▸ EXCERPTED TEXT:
# # # #
Then the moment comes when it is your turn to have Max look at your drawing. "Well, it got away from you, didn't it?" he'll say, little reckoning how proud you were of your effort, how you had been swelling up over that nice turn of the leg, say, you thought you had captured. Your spirits fall. With a series of quick, half-conscious measurements, Max has doped out the pose and analysed the problem, showing you what went wrong. "There's more of a lean to the pose. You didn't get the lean," or "you got her seat too low, that's what is throwing you off." And he will wipe down your drawing with the heel of his hand, take up a hunk of charcoal, and draw. Often Max draws to the side of your figure, demonstrating the correct approach in comparison. Many of my drawings bear his small demos, of a foot, a leg, a head--often the head--and I like those ones for the marks he left.

I don't mean to say that Max's comments are all negative. Far from it. He is very encouraging. "I can see you're getting it," he will say, or "you are taking a step up," or "I like the way you got the action." And what makes Max's encouragement so heartening is that you know it factors in the true premise of art, the true premise of learning, indeed of the world: that all good things, like art, are difficult; they will take a long time to learn to do well. One must throw oneself into it, grapple with it, work at it for a lifetime, and pray the gods will smile on you--all with no guarantee. Max often says, "You need to sweat blood on your drawing;" one can only say that he is right. This is true encouragement, since it is not cheap. Cheap encouragement, facile encouragement, praise without foundation--this is worse than none, since it is a lie. And no such lie ever advanced good work.

For about five years I have been in Max's class. I've been submitting my drawings to him for review each week and listening to him go around the room reviewing others' drawings, and some of his sayings have become rooted in my memory:

"Draw the whole of the figure first, leave the smaller parts for later."
# # # #
▸ GIVEN INFORMATION:

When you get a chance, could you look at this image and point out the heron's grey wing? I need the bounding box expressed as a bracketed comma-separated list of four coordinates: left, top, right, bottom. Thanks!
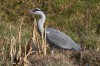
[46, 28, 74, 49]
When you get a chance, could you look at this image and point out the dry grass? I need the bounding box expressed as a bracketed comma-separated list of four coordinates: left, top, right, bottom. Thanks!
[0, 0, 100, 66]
# # # #
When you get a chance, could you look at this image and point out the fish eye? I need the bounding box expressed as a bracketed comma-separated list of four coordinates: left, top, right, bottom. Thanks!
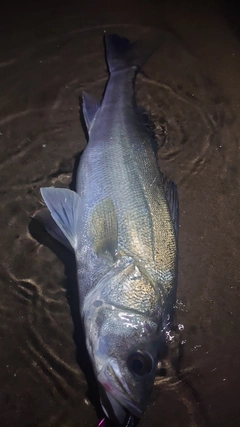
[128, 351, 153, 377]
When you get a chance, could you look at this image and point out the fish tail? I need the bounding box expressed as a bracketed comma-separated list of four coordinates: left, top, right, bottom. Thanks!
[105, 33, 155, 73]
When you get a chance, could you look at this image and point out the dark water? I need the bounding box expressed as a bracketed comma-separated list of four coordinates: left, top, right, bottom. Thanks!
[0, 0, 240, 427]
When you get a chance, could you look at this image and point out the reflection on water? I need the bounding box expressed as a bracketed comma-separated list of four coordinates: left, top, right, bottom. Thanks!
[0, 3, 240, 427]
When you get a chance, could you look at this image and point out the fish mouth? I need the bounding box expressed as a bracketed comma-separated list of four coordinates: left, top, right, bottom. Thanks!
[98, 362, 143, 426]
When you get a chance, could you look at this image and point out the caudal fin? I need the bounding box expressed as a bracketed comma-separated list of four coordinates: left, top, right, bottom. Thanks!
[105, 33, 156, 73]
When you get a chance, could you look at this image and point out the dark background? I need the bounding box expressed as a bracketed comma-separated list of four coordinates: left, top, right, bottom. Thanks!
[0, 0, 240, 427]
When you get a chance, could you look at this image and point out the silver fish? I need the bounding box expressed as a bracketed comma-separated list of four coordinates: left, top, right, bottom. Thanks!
# # # #
▸ REQUIREMENT:
In the passage on Max's drawing class, edit the part starting with "Then the moment" and going on through "marks he left.", replacing "charcoal" with "pencil".

▸ RESULT OF THE TASK:
Then the moment comes when it is your turn to have Max look at your drawing. "Well, it got away from you, didn't it?" he'll say, little reckoning how proud you were of your effort, how you had been swelling up over that nice turn of the leg, say, you thought you had captured. Your spirits fall. With a series of quick, half-conscious measurements, Max has doped out the pose and analysed the problem, showing you what went wrong. "There's more of a lean to the pose. You didn't get the lean," or "you got her seat too low, that's what is throwing you off." And he will wipe down your drawing with the heel of his hand, take up a hunk of pencil, and draw. Often Max draws to the side of your figure, demonstrating the correct approach in comparison. Many of my drawings bear his small demos, of a foot, a leg, a head--often the head--and I like those ones for the marks he left.